## Document text
SnapEngage Service Status


Home > Service disruption for the Visitor Chat API

Categories:


RESOLVED: Service disruption for the Visitor Chat API*
All systems are back to normal

 

Postmortem: We have identified that our error monitoring did not detect the increased error rate on the API endpoints, requiring our customers to report the issue before we could escalate to our hosting provider. We have taken the corrective actions and have reconfigured our alert policies to be notified as soon as the error rate increases on this component. If an increased error rate would happen on the API, our technical team will be notified right away. Google Cloud Platform is still working on a full resolution of the deployment process which introduced the configuration issue yesterday.

6:59 am Mountain time We have leveraged a work-around provided by Google to stop the Chat API error rate. A permanent solution is being worked on by Google. Customers using the Chat API in their mobile applications should see the API performing back at normal levels.

6:26 am Mountain time Google Cloud Platform, our hosting provider, has identified a configuration problem on their infrastructure that seems to be the root cause of the Chat API returning HTTP 500. Google’s system reliability engineers are working on a resolution to restore the proper configuration. We are waiting for a resolution or an ETA for the resolution from Google now.

## Exercises
A) Rewrite the paragraph of the service status notice that begins "Postmortem: We have identified" as a brief bulleted list that keeps its main facts.
B) Extend the service status notice, starting after its final sentence.

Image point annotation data
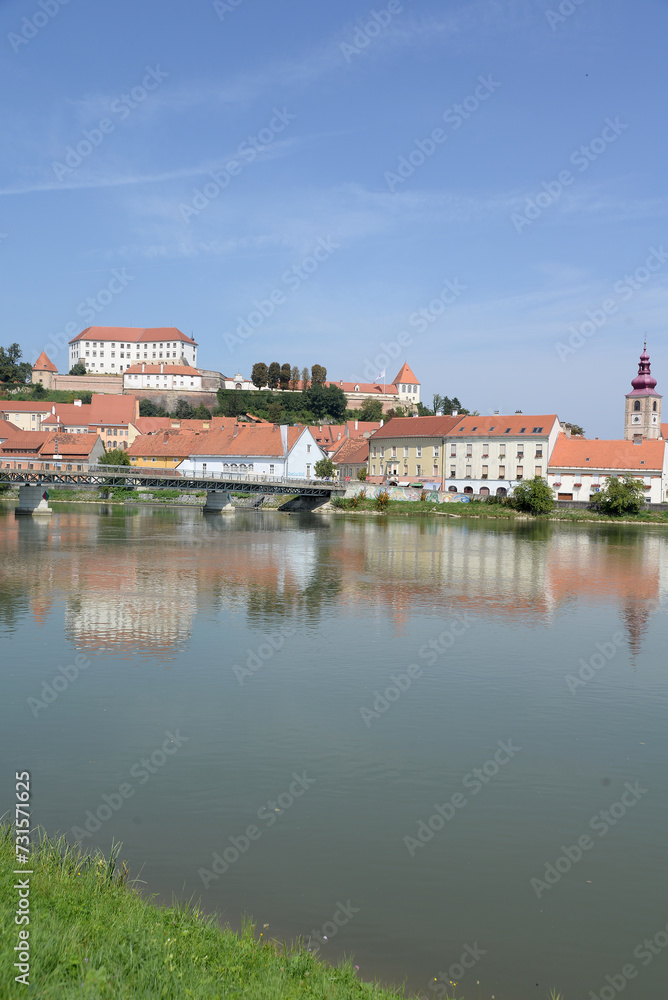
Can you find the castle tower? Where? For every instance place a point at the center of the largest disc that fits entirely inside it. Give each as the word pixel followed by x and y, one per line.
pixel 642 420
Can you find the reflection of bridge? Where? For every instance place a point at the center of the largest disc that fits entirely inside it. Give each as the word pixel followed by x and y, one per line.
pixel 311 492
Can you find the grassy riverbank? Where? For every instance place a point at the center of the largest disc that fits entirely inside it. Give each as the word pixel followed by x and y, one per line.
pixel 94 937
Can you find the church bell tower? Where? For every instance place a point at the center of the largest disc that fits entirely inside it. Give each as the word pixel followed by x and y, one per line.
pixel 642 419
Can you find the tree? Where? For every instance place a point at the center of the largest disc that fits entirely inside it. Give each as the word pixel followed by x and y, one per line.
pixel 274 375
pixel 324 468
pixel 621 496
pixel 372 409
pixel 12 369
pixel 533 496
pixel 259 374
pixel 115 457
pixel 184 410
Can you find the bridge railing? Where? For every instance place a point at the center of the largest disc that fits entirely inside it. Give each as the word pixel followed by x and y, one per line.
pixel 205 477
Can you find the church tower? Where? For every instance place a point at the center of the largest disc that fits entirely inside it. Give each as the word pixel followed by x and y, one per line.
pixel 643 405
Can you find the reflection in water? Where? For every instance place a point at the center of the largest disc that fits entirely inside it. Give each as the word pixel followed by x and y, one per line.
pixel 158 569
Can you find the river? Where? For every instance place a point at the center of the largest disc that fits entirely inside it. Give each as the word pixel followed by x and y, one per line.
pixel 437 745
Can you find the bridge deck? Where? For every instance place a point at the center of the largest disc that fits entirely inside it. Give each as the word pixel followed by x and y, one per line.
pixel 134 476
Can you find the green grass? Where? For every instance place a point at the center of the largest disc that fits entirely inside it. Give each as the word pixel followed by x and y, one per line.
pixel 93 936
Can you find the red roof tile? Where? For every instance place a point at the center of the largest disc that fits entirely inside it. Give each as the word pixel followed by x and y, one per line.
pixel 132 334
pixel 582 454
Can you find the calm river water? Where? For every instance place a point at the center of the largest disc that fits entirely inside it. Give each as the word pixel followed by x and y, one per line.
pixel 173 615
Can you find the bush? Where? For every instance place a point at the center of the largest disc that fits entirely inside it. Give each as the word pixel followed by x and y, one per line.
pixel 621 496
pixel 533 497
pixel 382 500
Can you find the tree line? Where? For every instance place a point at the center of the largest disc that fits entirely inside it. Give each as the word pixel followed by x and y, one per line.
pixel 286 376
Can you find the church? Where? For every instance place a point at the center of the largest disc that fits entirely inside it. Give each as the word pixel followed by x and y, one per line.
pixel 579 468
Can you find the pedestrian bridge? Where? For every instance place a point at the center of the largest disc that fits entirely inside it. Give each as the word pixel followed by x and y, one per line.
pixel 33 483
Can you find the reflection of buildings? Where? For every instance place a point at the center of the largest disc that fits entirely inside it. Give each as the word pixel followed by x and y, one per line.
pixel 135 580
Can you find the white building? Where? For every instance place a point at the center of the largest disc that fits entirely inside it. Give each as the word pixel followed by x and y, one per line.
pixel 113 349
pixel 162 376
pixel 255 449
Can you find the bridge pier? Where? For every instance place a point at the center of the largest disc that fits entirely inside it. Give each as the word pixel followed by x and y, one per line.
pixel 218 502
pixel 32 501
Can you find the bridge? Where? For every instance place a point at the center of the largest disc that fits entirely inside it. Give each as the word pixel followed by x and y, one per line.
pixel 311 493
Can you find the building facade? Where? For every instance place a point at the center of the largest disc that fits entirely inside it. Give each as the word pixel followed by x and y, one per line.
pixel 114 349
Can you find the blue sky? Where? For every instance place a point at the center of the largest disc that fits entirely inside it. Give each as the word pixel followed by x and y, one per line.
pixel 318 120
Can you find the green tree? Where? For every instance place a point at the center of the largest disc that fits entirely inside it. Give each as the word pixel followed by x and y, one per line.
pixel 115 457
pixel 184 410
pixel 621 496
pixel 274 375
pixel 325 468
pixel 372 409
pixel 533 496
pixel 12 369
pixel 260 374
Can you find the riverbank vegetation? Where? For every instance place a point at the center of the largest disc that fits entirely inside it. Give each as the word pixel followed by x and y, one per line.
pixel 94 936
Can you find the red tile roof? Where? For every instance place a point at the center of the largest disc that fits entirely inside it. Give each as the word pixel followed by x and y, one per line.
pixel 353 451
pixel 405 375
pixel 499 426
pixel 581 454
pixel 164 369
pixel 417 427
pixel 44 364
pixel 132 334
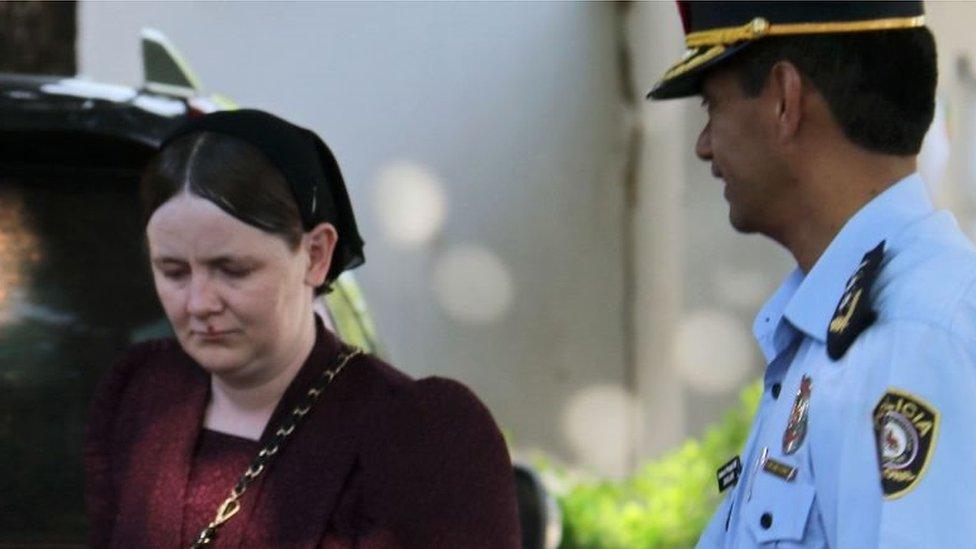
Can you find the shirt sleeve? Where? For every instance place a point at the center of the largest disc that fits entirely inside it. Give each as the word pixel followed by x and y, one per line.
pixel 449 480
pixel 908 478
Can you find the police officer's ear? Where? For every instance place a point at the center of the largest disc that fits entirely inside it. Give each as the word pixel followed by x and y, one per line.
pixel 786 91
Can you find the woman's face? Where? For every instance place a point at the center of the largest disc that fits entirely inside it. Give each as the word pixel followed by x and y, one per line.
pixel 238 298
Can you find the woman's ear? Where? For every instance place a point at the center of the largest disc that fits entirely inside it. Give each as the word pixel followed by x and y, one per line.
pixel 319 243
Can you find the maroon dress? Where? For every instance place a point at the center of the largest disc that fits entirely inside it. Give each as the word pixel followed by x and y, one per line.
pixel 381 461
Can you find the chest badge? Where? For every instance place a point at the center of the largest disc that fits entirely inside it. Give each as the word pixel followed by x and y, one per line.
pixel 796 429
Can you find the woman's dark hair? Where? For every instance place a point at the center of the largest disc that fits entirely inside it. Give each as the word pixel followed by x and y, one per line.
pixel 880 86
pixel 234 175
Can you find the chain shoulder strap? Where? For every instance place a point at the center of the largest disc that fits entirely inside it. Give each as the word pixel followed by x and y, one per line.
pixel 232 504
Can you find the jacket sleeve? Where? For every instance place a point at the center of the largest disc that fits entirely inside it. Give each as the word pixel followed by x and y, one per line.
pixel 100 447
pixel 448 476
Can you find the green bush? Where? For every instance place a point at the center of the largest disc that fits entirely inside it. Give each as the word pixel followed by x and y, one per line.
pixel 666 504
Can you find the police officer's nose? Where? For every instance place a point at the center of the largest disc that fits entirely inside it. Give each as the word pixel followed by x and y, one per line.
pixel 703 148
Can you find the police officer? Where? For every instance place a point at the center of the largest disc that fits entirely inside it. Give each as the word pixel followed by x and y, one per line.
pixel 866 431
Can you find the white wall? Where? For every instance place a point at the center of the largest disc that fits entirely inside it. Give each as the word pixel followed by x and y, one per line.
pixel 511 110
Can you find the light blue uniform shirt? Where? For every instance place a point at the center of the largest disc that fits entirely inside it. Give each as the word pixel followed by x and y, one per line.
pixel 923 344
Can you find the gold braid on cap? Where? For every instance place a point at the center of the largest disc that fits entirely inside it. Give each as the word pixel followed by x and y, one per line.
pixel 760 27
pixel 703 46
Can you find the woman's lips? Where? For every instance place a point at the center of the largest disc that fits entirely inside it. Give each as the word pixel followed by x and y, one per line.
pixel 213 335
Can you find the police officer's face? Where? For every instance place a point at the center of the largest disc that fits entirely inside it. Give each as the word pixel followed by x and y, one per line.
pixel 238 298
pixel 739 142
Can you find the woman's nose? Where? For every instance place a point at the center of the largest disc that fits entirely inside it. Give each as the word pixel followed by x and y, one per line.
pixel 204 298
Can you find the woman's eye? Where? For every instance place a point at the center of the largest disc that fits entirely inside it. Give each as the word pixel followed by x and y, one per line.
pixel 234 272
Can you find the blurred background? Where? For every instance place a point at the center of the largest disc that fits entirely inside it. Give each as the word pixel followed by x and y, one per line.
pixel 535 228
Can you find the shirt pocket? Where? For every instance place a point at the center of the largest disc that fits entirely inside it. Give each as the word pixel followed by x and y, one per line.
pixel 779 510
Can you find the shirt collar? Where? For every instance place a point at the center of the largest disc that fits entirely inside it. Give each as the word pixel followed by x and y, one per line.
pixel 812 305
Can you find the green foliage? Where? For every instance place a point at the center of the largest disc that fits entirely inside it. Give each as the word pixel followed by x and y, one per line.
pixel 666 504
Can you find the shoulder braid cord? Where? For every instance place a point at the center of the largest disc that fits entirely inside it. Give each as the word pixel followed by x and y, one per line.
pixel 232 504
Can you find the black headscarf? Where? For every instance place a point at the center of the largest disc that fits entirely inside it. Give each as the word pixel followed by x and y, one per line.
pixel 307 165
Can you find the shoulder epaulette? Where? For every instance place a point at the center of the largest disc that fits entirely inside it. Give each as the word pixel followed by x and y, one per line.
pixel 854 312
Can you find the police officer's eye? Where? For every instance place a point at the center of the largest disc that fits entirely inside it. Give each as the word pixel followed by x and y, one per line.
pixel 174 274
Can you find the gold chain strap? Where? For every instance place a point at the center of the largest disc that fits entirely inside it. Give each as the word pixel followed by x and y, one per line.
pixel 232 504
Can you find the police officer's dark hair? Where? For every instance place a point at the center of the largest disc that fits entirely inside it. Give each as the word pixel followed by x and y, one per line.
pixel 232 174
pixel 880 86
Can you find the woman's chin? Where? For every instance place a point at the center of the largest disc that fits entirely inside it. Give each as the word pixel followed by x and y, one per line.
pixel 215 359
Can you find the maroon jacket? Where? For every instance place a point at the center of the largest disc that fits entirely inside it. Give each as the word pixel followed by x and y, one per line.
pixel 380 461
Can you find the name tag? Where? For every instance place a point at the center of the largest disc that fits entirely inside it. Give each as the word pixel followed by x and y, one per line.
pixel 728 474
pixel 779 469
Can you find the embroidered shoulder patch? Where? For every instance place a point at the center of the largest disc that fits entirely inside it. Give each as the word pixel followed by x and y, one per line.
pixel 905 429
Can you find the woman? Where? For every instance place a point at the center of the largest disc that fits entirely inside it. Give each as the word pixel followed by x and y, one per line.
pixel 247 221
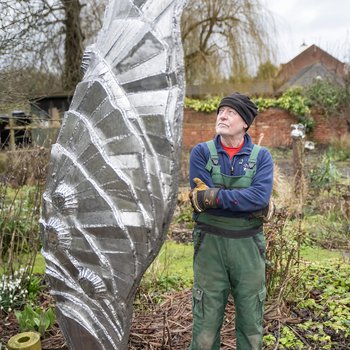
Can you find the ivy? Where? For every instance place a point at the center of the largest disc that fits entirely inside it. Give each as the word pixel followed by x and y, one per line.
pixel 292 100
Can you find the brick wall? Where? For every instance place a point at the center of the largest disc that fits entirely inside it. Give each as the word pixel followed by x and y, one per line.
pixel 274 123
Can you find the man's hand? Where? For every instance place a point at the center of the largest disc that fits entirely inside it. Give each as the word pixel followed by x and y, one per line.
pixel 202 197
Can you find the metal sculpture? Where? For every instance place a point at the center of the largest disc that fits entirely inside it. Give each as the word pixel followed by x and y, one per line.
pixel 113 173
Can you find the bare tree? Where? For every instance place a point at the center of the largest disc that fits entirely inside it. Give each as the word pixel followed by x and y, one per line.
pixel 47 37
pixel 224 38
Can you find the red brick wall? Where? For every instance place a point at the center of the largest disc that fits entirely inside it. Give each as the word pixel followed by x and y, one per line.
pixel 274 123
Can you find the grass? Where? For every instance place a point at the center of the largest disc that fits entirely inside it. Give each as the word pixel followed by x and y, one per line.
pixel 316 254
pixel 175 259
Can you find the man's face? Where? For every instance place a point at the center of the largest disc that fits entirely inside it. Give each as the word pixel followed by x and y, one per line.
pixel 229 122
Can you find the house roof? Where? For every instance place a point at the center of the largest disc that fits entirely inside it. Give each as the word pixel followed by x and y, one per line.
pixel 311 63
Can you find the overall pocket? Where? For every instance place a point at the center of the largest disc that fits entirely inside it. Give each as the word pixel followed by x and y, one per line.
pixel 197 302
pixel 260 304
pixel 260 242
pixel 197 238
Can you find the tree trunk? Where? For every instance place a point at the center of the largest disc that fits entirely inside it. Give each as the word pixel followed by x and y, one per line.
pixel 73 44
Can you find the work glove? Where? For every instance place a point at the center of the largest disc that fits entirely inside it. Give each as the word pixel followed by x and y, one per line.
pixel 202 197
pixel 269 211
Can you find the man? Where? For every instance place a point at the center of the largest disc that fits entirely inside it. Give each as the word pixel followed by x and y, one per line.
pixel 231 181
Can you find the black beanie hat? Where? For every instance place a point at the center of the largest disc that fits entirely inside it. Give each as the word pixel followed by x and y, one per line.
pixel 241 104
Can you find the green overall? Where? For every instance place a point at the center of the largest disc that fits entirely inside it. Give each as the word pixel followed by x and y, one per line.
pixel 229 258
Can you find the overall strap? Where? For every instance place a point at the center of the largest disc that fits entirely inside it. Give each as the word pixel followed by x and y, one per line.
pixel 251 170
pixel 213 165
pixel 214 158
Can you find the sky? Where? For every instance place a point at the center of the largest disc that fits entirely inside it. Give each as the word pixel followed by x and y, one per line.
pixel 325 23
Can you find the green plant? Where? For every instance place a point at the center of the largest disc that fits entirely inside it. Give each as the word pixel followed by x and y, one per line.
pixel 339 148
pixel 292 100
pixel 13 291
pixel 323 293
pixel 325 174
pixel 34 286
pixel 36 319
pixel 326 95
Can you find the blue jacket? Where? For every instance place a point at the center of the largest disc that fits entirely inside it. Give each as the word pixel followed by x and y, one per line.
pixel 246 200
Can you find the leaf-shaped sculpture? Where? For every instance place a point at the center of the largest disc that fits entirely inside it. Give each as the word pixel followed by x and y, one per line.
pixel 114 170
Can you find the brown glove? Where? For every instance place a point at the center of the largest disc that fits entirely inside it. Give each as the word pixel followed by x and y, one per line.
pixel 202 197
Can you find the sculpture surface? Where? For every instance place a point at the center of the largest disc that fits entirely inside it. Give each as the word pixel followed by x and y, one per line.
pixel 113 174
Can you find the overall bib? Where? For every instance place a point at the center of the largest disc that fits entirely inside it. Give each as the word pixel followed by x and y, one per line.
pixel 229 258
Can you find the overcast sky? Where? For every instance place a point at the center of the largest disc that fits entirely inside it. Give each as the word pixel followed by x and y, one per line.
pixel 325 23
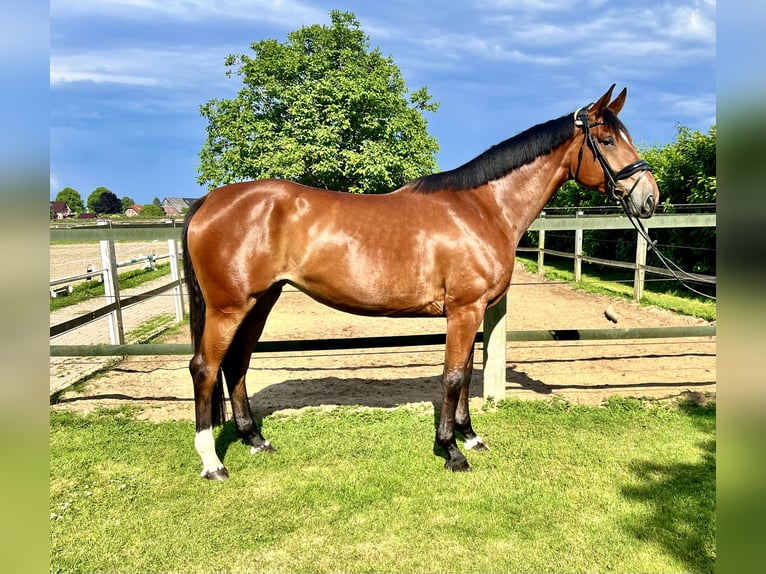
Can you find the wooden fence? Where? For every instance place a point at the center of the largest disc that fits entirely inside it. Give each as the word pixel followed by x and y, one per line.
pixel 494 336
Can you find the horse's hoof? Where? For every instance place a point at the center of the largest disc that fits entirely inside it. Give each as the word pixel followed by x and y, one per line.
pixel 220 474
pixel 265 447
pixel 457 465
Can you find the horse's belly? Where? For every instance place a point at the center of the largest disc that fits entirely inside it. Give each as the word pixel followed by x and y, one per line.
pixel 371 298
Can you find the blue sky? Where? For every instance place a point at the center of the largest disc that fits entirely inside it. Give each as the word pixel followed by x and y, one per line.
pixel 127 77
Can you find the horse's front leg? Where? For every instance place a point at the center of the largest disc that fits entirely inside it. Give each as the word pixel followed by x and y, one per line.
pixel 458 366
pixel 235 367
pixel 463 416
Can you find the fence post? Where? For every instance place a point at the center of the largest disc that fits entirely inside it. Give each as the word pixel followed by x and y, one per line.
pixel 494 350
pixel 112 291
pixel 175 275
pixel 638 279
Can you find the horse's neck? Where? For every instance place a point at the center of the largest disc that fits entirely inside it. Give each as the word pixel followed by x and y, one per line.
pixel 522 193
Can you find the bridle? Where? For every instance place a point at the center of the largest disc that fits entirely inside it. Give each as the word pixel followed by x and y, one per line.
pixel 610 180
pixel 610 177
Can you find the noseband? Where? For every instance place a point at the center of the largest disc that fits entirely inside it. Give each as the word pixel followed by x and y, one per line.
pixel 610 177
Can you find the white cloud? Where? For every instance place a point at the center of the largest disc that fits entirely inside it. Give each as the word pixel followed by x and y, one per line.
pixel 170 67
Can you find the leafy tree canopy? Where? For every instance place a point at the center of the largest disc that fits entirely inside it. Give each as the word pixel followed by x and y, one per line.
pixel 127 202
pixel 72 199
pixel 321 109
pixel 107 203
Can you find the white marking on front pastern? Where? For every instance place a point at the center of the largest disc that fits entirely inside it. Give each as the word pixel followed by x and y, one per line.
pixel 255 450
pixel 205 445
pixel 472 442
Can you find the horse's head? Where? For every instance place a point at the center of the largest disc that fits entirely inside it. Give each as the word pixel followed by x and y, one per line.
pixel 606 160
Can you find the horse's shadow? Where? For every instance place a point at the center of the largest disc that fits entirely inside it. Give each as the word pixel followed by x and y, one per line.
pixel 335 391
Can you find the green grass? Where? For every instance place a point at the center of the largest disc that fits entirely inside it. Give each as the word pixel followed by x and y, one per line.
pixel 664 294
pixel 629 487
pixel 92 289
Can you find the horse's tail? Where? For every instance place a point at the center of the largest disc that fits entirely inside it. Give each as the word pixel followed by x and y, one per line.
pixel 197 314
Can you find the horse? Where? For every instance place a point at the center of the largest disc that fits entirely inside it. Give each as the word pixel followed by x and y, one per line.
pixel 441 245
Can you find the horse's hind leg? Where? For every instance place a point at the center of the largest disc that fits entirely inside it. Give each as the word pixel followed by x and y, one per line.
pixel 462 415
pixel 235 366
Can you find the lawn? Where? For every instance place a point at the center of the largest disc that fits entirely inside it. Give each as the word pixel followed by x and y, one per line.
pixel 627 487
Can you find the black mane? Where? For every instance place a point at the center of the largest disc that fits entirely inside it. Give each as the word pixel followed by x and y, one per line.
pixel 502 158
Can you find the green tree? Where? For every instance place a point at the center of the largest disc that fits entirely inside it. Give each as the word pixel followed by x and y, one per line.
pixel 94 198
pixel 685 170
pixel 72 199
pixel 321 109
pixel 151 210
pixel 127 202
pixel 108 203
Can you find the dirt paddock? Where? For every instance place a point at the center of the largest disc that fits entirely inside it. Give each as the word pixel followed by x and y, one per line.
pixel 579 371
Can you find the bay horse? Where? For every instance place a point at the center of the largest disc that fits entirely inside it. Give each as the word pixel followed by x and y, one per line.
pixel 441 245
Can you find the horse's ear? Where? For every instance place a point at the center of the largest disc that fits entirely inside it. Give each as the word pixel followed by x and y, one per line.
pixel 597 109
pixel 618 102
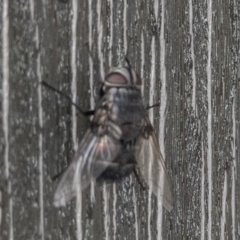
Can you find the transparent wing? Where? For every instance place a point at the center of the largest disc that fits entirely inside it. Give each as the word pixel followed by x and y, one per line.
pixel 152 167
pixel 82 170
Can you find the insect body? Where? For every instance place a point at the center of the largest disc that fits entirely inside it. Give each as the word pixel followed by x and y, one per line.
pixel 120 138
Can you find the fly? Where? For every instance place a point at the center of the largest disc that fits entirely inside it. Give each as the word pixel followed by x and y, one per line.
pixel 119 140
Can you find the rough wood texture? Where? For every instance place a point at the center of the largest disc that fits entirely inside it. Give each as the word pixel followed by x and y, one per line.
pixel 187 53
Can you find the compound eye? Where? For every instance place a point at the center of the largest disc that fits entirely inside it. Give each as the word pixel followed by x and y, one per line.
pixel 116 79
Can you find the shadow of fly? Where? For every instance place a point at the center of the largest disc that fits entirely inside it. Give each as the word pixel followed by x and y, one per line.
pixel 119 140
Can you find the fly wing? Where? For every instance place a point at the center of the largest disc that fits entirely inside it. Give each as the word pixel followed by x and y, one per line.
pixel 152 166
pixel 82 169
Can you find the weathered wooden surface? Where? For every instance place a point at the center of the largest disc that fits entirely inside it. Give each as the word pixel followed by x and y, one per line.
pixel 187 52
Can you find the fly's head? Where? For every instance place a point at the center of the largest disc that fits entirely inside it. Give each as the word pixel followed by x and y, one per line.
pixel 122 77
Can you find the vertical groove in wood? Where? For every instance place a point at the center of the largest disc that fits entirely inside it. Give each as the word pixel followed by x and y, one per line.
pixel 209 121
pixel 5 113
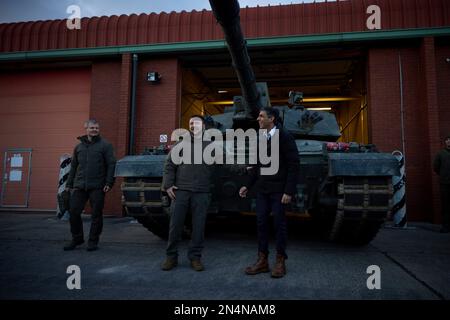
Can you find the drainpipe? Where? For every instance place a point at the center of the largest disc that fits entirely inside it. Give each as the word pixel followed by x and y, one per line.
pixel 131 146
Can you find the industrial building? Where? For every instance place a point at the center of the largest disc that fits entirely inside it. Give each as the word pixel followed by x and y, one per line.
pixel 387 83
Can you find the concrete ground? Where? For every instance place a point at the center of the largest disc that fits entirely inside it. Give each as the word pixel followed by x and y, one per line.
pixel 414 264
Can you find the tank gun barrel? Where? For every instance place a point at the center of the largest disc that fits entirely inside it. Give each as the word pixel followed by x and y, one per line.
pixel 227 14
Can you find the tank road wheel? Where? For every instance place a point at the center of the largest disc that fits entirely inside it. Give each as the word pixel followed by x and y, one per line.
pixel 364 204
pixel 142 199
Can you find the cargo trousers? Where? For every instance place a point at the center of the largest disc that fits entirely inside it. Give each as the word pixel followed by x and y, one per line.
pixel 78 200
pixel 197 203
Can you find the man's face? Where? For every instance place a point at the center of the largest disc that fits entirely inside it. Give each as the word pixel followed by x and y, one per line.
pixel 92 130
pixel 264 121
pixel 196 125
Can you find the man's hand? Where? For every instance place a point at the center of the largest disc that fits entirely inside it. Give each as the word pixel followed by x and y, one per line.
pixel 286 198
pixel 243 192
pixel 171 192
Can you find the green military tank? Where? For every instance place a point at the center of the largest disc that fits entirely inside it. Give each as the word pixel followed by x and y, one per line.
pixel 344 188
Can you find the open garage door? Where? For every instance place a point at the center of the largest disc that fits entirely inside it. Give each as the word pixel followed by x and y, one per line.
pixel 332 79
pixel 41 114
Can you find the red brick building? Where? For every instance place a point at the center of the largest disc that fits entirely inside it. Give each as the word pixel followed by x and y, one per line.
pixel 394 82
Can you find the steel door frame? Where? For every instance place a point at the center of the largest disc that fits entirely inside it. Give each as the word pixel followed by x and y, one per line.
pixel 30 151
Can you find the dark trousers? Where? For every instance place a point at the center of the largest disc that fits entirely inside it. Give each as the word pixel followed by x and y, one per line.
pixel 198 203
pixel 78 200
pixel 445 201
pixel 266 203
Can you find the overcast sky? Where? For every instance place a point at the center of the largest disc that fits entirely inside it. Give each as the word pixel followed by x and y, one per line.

## Responses by task
A)
- Error monitoring did not detect the increased error rate on the API endpoints, so customers had to report the issue before it could be escalated to the hosting provider.
- Corrective actions have been taken, and alert policies now notify the team as soon as the error rate on this component increases.
- Any future rise in the API error rate will alert the technical team right away.
- Google Cloud Platform is still working on a full resolution of the deployment process that introduced the configuration issue the previous day.

B)
6:03 am Mountain time We are still actively working on the issue, and so is our hosting provider, doing the same in parallel. We are trying a few actions to attempt a resolution but it seems like a correction from our hosting provider will be necessary. We will post an update as soon as we have additional feedback, or in an hour from now.

5:04 am Mountain time The API developers are still working on getting to the root cause of the elevated error rate to resolve the issue. We are working with our hosting provider to help localize the root cause. We will post an update in an hour or earlier.

4:00 am Mountain time We are seeing the Chat API reporting a high error rate (HTTP 500). This API is used by some of our clients to add the live chat functionality into their own mobile applications. The API developers are working on resolving this as soon as possible. We will post an update in an hour or before. The elevated error rate on the API endpoint started a few hours ago, we are still researching when this started.

*Please note that normal chats inside web browsers, desktop or mobile, are not impacted.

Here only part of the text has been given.